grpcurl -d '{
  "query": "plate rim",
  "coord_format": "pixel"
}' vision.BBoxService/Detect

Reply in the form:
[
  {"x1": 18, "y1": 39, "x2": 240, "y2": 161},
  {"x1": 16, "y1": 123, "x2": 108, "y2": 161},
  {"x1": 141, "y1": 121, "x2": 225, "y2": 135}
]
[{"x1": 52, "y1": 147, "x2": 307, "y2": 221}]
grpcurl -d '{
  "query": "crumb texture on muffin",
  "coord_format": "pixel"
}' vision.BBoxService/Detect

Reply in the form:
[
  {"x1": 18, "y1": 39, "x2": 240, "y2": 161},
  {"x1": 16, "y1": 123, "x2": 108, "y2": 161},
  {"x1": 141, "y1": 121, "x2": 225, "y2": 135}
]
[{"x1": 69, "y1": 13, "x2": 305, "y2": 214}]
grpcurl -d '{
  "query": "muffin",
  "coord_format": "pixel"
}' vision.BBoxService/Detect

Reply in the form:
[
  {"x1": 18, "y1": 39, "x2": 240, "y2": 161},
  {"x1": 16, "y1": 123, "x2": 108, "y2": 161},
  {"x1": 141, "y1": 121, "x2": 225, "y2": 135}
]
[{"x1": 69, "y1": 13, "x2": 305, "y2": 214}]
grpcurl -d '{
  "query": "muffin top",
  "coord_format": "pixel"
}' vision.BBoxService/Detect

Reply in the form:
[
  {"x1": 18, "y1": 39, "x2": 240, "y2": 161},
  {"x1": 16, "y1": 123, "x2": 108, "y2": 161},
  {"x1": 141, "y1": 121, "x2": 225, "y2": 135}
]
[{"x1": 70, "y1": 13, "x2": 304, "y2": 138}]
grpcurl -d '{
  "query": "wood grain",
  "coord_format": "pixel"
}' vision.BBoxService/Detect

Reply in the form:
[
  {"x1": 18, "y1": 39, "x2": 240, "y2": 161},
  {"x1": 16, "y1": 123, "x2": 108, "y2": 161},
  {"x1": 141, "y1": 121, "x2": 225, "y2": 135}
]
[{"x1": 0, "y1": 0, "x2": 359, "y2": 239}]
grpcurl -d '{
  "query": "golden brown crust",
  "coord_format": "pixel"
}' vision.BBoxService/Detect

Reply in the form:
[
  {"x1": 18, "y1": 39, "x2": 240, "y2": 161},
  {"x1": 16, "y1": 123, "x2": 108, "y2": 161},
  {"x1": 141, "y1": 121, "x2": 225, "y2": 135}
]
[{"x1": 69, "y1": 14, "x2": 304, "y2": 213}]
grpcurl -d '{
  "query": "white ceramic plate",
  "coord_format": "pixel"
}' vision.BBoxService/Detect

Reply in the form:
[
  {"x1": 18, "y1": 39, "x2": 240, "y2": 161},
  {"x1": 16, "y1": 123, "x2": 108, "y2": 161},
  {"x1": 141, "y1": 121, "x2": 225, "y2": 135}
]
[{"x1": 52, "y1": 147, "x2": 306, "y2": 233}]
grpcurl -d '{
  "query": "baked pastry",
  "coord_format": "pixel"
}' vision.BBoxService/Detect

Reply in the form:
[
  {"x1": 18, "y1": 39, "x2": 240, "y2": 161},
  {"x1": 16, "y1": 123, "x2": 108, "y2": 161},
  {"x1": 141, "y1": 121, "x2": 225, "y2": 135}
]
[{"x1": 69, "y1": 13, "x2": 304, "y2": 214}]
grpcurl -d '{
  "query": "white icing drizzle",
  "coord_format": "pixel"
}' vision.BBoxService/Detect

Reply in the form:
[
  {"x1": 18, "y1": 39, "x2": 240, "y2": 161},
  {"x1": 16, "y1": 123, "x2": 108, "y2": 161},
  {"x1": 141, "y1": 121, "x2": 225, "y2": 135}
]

++++++++++

→ WORK ORDER:
Please take the whole listing and write it out exactly.

→ EXERCISE RESULT:
grpcurl -d '{
  "query": "plate rim",
  "coord_format": "pixel"
}' vision.BBoxService/Detect

Reply in the form:
[
  {"x1": 18, "y1": 39, "x2": 240, "y2": 161},
  {"x1": 16, "y1": 123, "x2": 108, "y2": 161},
  {"x1": 141, "y1": 121, "x2": 225, "y2": 135}
]
[{"x1": 52, "y1": 147, "x2": 307, "y2": 221}]
grpcurl -d '{
  "query": "crumb texture on muffin",
  "coord_format": "pixel"
}' vision.BBoxService/Detect

Reply in the form:
[
  {"x1": 18, "y1": 39, "x2": 240, "y2": 161},
  {"x1": 16, "y1": 123, "x2": 108, "y2": 161},
  {"x1": 141, "y1": 121, "x2": 225, "y2": 135}
]
[{"x1": 69, "y1": 13, "x2": 305, "y2": 214}]
grpcurl -d '{
  "query": "muffin",
  "coord_format": "pixel"
}' vision.BBoxService/Detect

Reply in the form:
[
  {"x1": 18, "y1": 39, "x2": 240, "y2": 161},
  {"x1": 16, "y1": 123, "x2": 108, "y2": 161},
  {"x1": 141, "y1": 121, "x2": 225, "y2": 135}
]
[{"x1": 69, "y1": 13, "x2": 305, "y2": 214}]
grpcurl -d '{
  "query": "muffin top",
  "coord_format": "pixel"
}' vision.BBoxService/Detect

Reply in the form:
[
  {"x1": 18, "y1": 39, "x2": 240, "y2": 161},
  {"x1": 16, "y1": 123, "x2": 108, "y2": 161},
  {"x1": 141, "y1": 121, "x2": 225, "y2": 135}
]
[{"x1": 70, "y1": 13, "x2": 304, "y2": 138}]
grpcurl -d '{
  "query": "wood grain",
  "coord_format": "pixel"
}' vision.BBoxService/Detect

Reply in the form:
[
  {"x1": 18, "y1": 39, "x2": 240, "y2": 161},
  {"x1": 16, "y1": 123, "x2": 108, "y2": 161},
  {"x1": 141, "y1": 121, "x2": 225, "y2": 135}
]
[{"x1": 0, "y1": 0, "x2": 359, "y2": 239}]
grpcurl -d '{
  "query": "golden brown crust",
  "coord_format": "pixel"
}' vision.BBoxService/Detect

Reply in the form:
[
  {"x1": 18, "y1": 39, "x2": 240, "y2": 161},
  {"x1": 16, "y1": 123, "x2": 108, "y2": 161},
  {"x1": 141, "y1": 121, "x2": 225, "y2": 135}
]
[{"x1": 69, "y1": 14, "x2": 304, "y2": 213}]
grpcurl -d '{
  "query": "white ceramic plate",
  "coord_format": "pixel"
}' vision.BBoxService/Detect

Reply in the form:
[
  {"x1": 18, "y1": 39, "x2": 240, "y2": 161},
  {"x1": 16, "y1": 123, "x2": 108, "y2": 161},
  {"x1": 141, "y1": 121, "x2": 225, "y2": 135}
]
[{"x1": 52, "y1": 147, "x2": 306, "y2": 233}]
grpcurl -d '{
  "query": "baked pastry",
  "coord_format": "pixel"
}' vision.BBoxService/Detect

Reply in the form:
[
  {"x1": 18, "y1": 39, "x2": 240, "y2": 161},
  {"x1": 16, "y1": 123, "x2": 108, "y2": 161},
  {"x1": 141, "y1": 121, "x2": 225, "y2": 135}
]
[{"x1": 69, "y1": 13, "x2": 304, "y2": 214}]
grpcurl -d '{
  "query": "white icing drizzle",
  "coord_format": "pixel"
}' vision.BBoxService/Detect

Reply in the form:
[
  {"x1": 18, "y1": 39, "x2": 240, "y2": 161},
  {"x1": 16, "y1": 123, "x2": 108, "y2": 161},
  {"x1": 141, "y1": 121, "x2": 225, "y2": 135}
]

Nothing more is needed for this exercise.